▶ **Text block**
:::::

The Fashion Studies Journal, Issue No. 1

 

Why, hello! We’re so glad you made it!

This is our first issue of the new FSJ and our first chance to welcome you into this community of fashion-minded folk we’ve dreamt of, grown, and worked hard to give a home.

FSJ’s roots go back to 2012, when a few of us were graduate students at Parsons School of Design in the then-fledgling MA Fashion Studies program. Looking ahead to our post-grad futures, we sensed a gap in opportunities for publishing the kind of work we were interested in: informed but personal takes on the world of fashion, by people still negotiating their places in it. We published our first issue back then, of work exclusively by fellow MA-level students. Check it out here if you’re interested.

Life moves quickly, and jobs, PhDs, and relocations have all affected the direction of our collective since then: focusing on community-building, we created a dinner-party series called Fashion & Spinach that gives us the opportunity to break bread and make connections with a broader circle of people who love to talk and share about fashion, dress, food, art, and life. It’s a tough world out there in the creative and scholarly fields we move in, and we happen to believe we’re each other’s best resource, not competition! We hope that even if you’re just finding FSJ for the first time, you’ll consider joining us for one of our upcoming events. We’ve got lots in the works!

It’s a tough world out there in the creative and scholarly fields we move in, and we happen to believe we’re each other’s best resource, not competition!

Which brings us to today, and this newly re-conceived and re-launched version of that original dream: a journal for those of us incorrigibly fascinated by fashion and culture, maybe a little perturbed by aspects of it, but seeking joy in getting dressed, and looking for others like us!  

In this issue, we introduce you to our favorite ways to think and talk about fashion. We’ve aimed for a balance between meaty, topical, and fun. Because why not? Fashion is all of those things, and so are we!

:::::

▶ **Material supplied**
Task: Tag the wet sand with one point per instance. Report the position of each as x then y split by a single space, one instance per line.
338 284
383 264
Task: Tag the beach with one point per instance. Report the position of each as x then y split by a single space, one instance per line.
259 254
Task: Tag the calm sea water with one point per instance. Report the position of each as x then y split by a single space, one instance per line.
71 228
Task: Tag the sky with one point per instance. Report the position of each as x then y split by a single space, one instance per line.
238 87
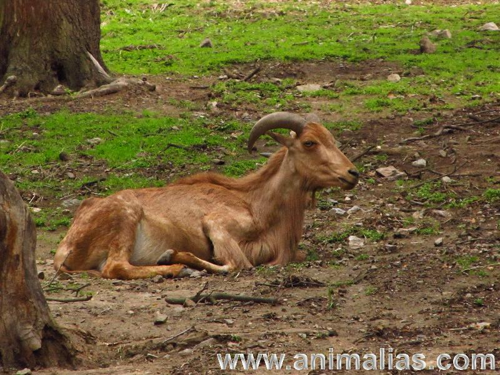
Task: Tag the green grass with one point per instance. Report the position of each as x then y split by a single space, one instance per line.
463 66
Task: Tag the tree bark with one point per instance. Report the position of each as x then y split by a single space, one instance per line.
46 43
28 335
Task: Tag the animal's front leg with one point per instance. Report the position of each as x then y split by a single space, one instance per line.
189 259
226 250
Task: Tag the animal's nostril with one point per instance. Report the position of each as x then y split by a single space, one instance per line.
354 172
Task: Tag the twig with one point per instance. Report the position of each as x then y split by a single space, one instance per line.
222 296
437 178
252 73
68 300
359 156
478 267
179 334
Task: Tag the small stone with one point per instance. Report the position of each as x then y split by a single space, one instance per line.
441 34
394 77
207 43
338 211
158 279
390 172
186 352
59 90
207 343
63 156
353 209
94 141
311 87
419 163
160 319
195 275
356 242
426 46
490 26
71 203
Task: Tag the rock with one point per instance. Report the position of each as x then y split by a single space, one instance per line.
390 172
160 319
94 141
338 211
353 209
207 343
71 203
442 213
186 352
442 34
394 77
158 279
195 275
207 43
426 46
63 156
311 87
419 163
490 26
59 90
356 242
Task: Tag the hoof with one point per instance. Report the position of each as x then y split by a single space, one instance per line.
166 258
185 272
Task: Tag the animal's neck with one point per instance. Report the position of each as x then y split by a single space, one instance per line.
278 203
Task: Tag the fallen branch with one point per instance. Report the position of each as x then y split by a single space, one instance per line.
177 335
9 81
221 296
69 300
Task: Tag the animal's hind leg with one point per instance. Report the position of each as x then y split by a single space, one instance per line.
189 259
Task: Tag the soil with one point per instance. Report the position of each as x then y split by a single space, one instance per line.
401 292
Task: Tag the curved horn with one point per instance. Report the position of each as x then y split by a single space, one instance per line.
276 120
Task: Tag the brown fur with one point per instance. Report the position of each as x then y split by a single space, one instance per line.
208 221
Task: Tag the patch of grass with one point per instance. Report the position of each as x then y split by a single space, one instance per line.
362 257
492 195
466 261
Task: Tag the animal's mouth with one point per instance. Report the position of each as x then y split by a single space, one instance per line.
348 185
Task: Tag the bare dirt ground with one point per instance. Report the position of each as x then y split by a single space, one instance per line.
401 292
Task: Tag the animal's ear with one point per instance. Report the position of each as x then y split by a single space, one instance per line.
285 141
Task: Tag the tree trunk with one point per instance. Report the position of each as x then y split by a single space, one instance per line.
28 335
45 43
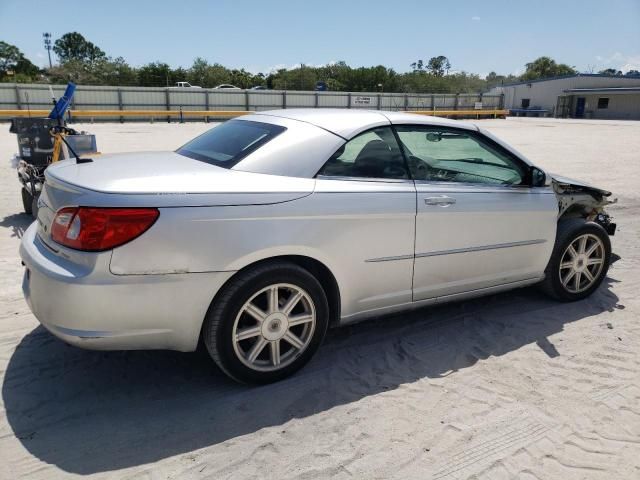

:::::

▶ **Goals**
**A)** From the Fashion Studies Journal welcome letter, list the topics that people in the Fashion & Spinach dinner-party circle love to talk and share about.
**B)** Write the next few sentences of the Fashion Studies Journal welcome letter, picking up after its final line.

▶ **Answers to each task**
**A)** fashion, dress, food, art, life

**B)**
If you like to dig into dark corners of fashion history in search of treasure, check out our Histories and From the Archive sections. In the former, our writers shine their lights into pockets of official history that may have been left dark: in this issue, a personal testimony illuminates the image of the Parisian woman at mid-century, and the careers of three exceptional New York designers beg a reconsideration of their classification as mere ‘dressmakers.’ In the latter, researchers come up for air and share the spoils of their time spent in archives, bringing us little surprises, twists, and turns. In issue 1, Chiara Faggella shares a serendipitous discovery of photos meant for the eyes of Mussolini that led her to the roots of Italian Neorealism.

Can’t get enough timely analysis of fashion topics in the zeitgeist? Check back every Monday for our Weeklies column. The inaugural article looks closely at the claims made by mega-popular online beauty brand Glossier: is it really the revolution it promises to be? (Spoiler alert: Is anything??)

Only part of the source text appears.